▸ PASSAGE:
+ + + + + + +
3. OSAT / ATMP / Advanced Packaging:
(Assembly, test, packaging -- India’s near-term sweet spot)
What the budget does
ISM 2.0 implicitly elevates packaging as strategic
ECMS ₹40,000 crore outlay strongly supports:
Substrates
Lead frames
Interposers
Advanced PCBs
What this actually means
Best-positioned sector in India today
Strong case for:
Advanced packaging (SiP, 2.5D, chiplets)
Automotive & industrial test operations
Packaging becomes the bridge between Indian design and global fabs
Who benefits most
OSATs with:
Automotive / power / RF focus
Mid-volume, high-mix profiles
Robotics, automation, and test-equipment vendors
Key limitation
Still dependent on imported wafers
Talent gap in advanced packaging process engineering
4. Semiconductor Equipment:
(Process tools, metrology, robotics, handling, automation)
+ + + + + + +
▸ Contour annotation lines:
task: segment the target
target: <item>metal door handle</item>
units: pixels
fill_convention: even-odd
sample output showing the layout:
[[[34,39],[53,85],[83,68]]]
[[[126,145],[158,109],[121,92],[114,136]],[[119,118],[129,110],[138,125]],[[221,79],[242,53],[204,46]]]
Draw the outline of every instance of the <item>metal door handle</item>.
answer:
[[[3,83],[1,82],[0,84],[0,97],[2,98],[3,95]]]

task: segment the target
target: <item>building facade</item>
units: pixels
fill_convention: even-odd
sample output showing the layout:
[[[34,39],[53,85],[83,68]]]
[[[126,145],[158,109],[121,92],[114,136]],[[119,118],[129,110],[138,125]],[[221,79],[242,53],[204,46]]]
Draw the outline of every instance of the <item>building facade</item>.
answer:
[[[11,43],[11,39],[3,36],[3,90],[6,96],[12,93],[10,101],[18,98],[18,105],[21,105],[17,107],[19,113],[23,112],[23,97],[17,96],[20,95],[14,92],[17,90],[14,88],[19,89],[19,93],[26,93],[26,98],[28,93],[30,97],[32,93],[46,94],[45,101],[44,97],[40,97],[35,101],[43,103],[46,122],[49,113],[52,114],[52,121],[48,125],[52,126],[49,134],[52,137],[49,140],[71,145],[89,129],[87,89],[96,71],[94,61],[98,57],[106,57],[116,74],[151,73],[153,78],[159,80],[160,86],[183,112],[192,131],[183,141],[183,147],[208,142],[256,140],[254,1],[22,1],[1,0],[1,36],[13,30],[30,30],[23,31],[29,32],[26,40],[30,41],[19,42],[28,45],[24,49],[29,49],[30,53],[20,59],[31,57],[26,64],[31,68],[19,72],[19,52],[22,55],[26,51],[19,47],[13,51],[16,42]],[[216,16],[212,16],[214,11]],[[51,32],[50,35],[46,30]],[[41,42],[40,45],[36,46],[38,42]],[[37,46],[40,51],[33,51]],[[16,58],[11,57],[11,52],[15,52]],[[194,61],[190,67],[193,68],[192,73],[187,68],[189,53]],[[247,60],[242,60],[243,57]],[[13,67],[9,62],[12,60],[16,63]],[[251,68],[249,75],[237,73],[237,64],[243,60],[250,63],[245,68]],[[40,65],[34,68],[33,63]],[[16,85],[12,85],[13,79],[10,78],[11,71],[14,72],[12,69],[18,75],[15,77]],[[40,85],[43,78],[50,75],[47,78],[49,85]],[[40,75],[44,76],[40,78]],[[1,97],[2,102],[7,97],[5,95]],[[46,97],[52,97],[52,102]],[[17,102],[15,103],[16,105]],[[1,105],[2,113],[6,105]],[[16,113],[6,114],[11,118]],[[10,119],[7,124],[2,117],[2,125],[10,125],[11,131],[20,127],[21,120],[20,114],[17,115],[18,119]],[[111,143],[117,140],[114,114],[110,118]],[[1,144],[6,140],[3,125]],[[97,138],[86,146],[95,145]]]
+ + + + + + +
▸ WORK TO BE COMPLETED: Carry on the notes on India's semiconductor budget after the "4. Semiconductor Equipment:" heading and its parenthetical line, following the same outline structure used for section 3.

▸ EXPECTED ANSWER:
What the budget does
First time equipment is explicitly mentioned as a domestic target
ISM 2.0 aims to:
Encourage local manufacturing of semiconductor equipment
Support subsystem-level localization
What this actually means
India is not trying to build an ASML, instead:
Wafer handling
Vacuum robotics
FOUPs
Load ports
Back-end tools
Test automation
Strong alignment with:
OSATs
Specialty fabs
Pilot lines
Who benefits most
Foreign equipment firms setting up:
Local manufacturing
JV production
India-specific variants
Indian firms in:
Precision motion
Robotics
Industrial automation
Vacuum systems
Key limitation
Front-end lithography, etch, deposition remain out of reach (for now)
5. Materials, Chemicals, Gases:
(Wafers, photoresists, CMP, specialty gases, substrates)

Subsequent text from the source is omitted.